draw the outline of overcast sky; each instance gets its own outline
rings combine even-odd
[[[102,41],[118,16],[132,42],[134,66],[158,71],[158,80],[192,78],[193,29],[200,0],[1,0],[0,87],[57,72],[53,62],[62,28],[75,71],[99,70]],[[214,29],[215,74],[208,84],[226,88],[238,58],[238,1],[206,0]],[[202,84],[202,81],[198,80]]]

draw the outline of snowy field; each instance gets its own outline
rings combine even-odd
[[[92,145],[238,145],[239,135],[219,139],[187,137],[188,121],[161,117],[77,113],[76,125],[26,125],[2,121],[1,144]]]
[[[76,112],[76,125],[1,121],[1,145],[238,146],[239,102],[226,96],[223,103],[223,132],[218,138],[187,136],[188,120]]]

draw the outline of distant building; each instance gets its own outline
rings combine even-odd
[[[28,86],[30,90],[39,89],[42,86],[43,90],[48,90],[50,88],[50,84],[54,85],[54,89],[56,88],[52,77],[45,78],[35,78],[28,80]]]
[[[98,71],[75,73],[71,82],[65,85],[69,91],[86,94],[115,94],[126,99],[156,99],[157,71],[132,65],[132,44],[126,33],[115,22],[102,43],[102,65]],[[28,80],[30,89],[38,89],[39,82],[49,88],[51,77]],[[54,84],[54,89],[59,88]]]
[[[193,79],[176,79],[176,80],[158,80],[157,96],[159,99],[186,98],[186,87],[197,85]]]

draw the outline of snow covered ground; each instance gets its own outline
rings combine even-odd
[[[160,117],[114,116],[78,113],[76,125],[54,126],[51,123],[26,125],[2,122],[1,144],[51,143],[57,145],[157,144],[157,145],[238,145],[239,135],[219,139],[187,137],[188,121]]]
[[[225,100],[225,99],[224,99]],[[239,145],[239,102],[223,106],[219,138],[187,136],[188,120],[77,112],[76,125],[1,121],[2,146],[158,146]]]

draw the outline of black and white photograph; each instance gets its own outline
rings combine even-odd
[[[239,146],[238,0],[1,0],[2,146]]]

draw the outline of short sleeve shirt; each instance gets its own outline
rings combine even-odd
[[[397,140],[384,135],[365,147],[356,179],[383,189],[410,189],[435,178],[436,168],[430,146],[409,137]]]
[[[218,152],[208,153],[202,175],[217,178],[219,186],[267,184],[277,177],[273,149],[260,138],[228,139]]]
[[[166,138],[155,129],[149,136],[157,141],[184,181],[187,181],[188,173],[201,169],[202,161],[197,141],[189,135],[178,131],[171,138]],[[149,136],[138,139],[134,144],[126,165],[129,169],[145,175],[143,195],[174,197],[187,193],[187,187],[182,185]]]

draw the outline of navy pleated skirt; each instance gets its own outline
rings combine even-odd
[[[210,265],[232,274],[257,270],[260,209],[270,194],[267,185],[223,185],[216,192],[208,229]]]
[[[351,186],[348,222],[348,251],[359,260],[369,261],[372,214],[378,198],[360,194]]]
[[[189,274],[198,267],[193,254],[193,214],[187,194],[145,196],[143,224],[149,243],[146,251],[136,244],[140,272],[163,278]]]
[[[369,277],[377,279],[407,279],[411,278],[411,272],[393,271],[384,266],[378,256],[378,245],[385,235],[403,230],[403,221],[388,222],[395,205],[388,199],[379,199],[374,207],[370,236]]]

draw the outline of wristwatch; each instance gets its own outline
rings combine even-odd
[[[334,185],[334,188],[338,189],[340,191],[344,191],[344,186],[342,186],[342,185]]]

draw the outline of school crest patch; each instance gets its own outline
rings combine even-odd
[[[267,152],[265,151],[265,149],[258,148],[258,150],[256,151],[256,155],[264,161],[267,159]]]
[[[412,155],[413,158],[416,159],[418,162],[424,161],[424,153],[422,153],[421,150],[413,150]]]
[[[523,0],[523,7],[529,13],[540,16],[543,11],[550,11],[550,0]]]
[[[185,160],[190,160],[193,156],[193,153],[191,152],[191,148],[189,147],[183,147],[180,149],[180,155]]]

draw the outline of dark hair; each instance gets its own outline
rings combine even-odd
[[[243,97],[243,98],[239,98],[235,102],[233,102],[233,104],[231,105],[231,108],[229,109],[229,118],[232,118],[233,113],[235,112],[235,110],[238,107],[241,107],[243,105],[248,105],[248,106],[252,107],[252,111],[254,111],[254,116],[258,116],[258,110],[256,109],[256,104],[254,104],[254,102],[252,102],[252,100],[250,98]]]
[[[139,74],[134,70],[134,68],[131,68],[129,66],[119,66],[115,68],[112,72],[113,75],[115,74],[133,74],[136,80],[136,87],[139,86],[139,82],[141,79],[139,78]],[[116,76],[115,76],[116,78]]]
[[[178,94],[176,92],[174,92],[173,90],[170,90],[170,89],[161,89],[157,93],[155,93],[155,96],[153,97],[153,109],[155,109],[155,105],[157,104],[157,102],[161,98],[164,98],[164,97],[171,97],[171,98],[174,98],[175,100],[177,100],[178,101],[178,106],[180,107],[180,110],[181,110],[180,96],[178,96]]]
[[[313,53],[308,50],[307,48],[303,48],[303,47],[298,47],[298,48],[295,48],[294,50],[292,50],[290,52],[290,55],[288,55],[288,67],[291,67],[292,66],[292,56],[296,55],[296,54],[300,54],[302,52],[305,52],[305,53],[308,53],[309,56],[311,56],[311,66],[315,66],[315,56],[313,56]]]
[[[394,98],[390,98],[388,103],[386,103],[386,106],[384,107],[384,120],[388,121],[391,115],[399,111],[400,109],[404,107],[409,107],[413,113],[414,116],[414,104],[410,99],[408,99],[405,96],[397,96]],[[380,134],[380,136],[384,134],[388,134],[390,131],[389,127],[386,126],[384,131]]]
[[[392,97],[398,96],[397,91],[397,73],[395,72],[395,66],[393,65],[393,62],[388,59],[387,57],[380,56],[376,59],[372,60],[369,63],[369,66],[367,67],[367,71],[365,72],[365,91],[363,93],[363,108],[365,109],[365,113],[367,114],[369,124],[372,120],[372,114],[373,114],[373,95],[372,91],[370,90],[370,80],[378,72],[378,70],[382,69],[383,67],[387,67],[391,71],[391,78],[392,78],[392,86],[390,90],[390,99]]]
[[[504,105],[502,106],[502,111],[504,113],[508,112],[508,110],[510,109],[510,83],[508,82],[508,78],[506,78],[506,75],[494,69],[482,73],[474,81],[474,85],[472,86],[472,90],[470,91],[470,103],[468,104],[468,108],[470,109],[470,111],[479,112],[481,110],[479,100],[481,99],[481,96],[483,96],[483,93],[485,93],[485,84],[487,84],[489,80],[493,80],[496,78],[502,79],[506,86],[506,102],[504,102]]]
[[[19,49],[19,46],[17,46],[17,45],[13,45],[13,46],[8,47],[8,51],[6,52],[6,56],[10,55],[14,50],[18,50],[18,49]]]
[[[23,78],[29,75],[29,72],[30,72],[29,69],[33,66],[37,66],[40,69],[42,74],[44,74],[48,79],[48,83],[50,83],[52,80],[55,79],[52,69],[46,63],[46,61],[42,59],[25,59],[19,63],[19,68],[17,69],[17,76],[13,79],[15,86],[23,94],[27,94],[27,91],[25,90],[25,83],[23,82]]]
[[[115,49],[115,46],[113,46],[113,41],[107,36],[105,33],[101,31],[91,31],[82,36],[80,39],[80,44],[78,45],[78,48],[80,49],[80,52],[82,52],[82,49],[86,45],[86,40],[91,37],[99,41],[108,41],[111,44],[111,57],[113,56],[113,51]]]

* * *

= Your assignment =
In the records shown above, how many lines include the word "each"? Answer with the number only.

= Solution to the problem =
10